• GIVEN EXERCISE A: In the quarterly report excerpt, list every type of business combination the company says it was formed to effect.
# # # # # # #
Item 2.Management’s Discussion and Analysis of Financial Condition and Results of Operations.
Forward-Looking Statements
This quarterly report, including, without limitation, statements under the heading “Management’s Discussion and Analysis of Financial Condition and Results of Operations,” includes forward-looking statements. Our forward-looking statements include, but are not limited to, statements regarding our or our management team’s expectations, hopes, beliefs, intentions or strategies regarding the future. In addition, any statements that refer to projections, forecasts or other characterizations of future events or circumstances, including any underlying assumptions, are forward-looking statements. The words “anticipate,” “believe,” “continue,” “could,” “estimate,” “expect,” “intends,” “may,” “might,” “plan,” “possible,” “potential,” “predict,” “project,” “should,” “would” and similar expressions may identify forward-looking statements, but the absence of these words does not mean that a statement is not forward-looking. The forward-looking statements contained in this report are based on our current expectations and beliefs concerning future developments and their potential effects on us. There can be no assurance that future developments affecting us will be those that we have anticipated. These forward-looking statements involve a number of risks, uncertainties (some of which are beyond our control) or other assumptions that may cause actual results or performance to be materially different from those expressed or implied by these forward-looking statements. These risks and uncertainties include, but are not limited to, those factors described herein under the heading "Risk Factors" and under the headings “Cautionary Note Regarding Forward-Looking Statements” and “Risk Factors” in our Annual Report on Form 10-K for the year ended December 31, 2020. Should one or more of these risks or uncertainties materialize, or should any of our assumptions prove incorrect, actual results may vary in material respects from those projected in these forward-looking statements. Except as expressly required by applicable securities law, we disclaim any intention or obligation to update or revise any forward-looking statements whether as a result of new information, future events or otherwise.
Overview
References in this report to “we,” “us,” “our,” “company” or “our company” are to Oyster Enterprises Acquisition Corp., to “management” or our “management team” are to our directors and officers; and to the “sponsor” are to Oyster Enterprises LLC, a Delaware limited liability company.
We are a recently incorporated blank check company incorporated as a Delaware corporation and formed for the purpose of effecting a merger, capital stock exchange, asset acquisition, stock purchase, reorganization or similar business combination with one or more businesses. We have not identified any business combination target and we have not, nor has anyone on our behalf, initiated any substantive discussions, directly or indirectly, with any business combination target. We intend to effectuate our initial business combination using cash from the proceeds of our IPO (as defined below) and the Private Placements (as defined below), our capital stock, debt or a combination of cash, stock and debt.
# # # # # # #
• GIVEN EXERCISE B: How many lines of the listing below contain the word "black"? Case counts, and give only the number.

• RECORDS TO PROCESS:
# # # # # # #
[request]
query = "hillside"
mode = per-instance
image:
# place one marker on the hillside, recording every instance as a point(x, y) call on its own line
# # # # # # #
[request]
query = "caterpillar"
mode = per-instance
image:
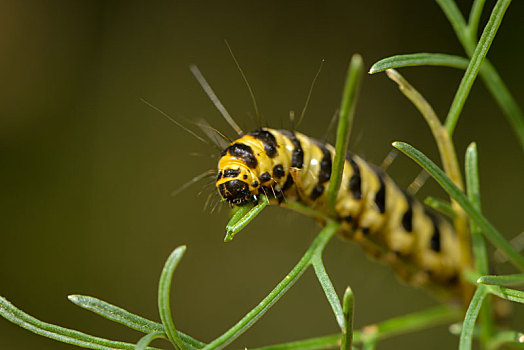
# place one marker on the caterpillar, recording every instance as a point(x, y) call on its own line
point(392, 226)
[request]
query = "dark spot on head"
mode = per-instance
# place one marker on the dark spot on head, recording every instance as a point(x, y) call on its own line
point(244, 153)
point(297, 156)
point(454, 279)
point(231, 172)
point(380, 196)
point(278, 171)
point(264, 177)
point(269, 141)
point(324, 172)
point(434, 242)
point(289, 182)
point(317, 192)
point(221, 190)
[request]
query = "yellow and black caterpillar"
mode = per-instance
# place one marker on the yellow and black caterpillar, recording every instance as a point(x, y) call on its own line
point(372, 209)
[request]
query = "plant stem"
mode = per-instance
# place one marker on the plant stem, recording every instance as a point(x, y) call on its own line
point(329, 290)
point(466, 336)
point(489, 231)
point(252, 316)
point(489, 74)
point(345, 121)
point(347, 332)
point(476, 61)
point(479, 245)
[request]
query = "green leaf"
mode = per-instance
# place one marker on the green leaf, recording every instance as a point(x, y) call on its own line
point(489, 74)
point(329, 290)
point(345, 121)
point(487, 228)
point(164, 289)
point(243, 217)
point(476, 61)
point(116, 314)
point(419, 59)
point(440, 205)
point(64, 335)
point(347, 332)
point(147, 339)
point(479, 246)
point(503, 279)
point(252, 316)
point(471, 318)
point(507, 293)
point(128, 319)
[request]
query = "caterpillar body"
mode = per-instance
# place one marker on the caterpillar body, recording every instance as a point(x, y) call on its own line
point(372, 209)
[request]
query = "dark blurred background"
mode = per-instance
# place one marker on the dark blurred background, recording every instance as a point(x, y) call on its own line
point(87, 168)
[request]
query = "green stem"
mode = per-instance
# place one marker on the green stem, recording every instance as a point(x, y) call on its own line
# # # # # # #
• FULL OUTPUT A: merger, capital stock exchange, asset acquisition, stock purchase, reorganization

• FULL OUTPUT B: 2